Data items
####################
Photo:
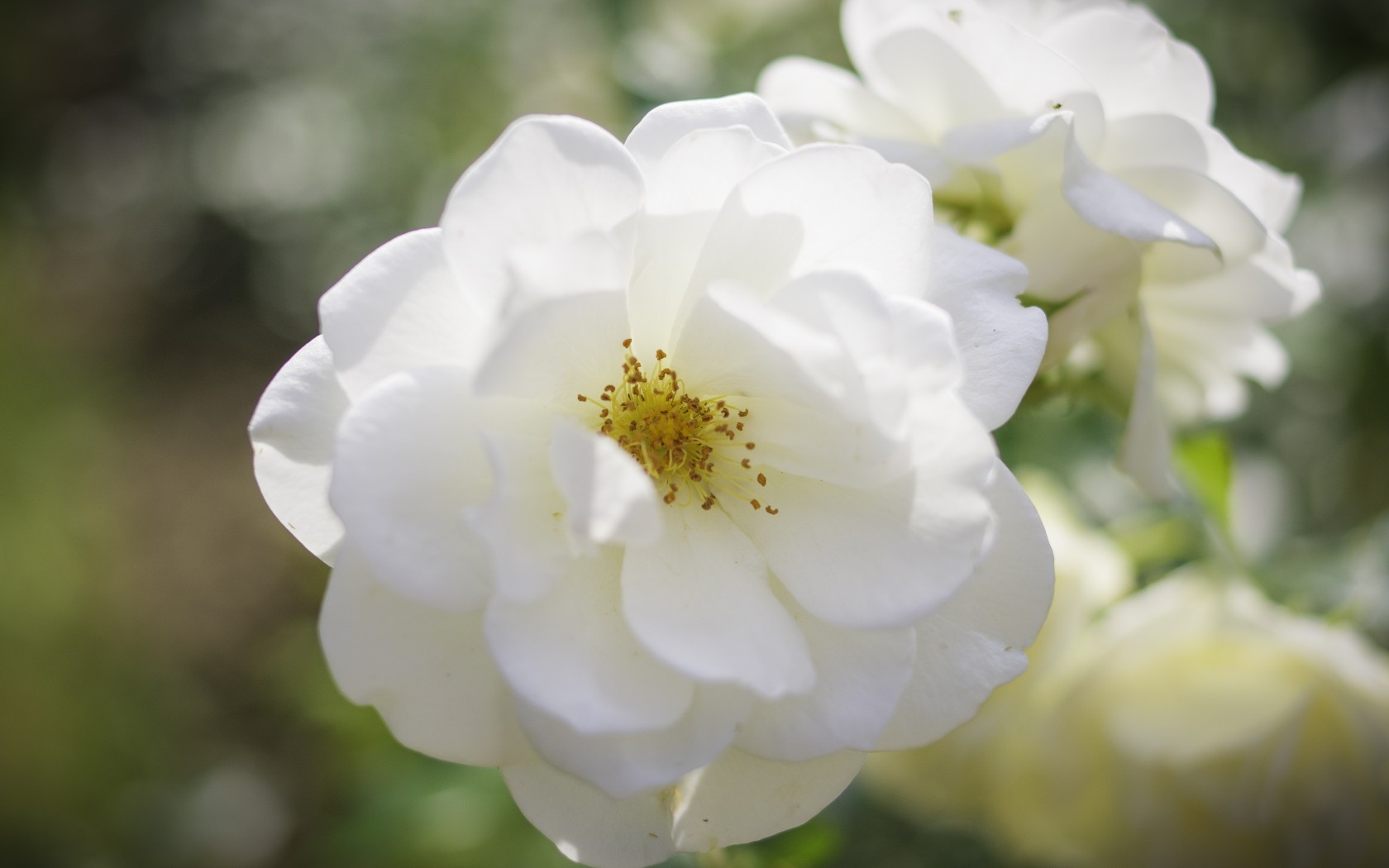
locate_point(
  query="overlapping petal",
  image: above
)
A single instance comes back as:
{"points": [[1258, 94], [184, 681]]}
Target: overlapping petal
{"points": [[655, 467], [292, 434]]}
####################
Brief ->
Please set the records down again exactly as written. The pictures should not be included.

Exercise result ->
Photo:
locate_point(
  query="overlapping petal",
  image: above
)
A single instance comes back as:
{"points": [[1258, 94], [184, 681]]}
Target: overlapping petal
{"points": [[655, 467], [292, 434]]}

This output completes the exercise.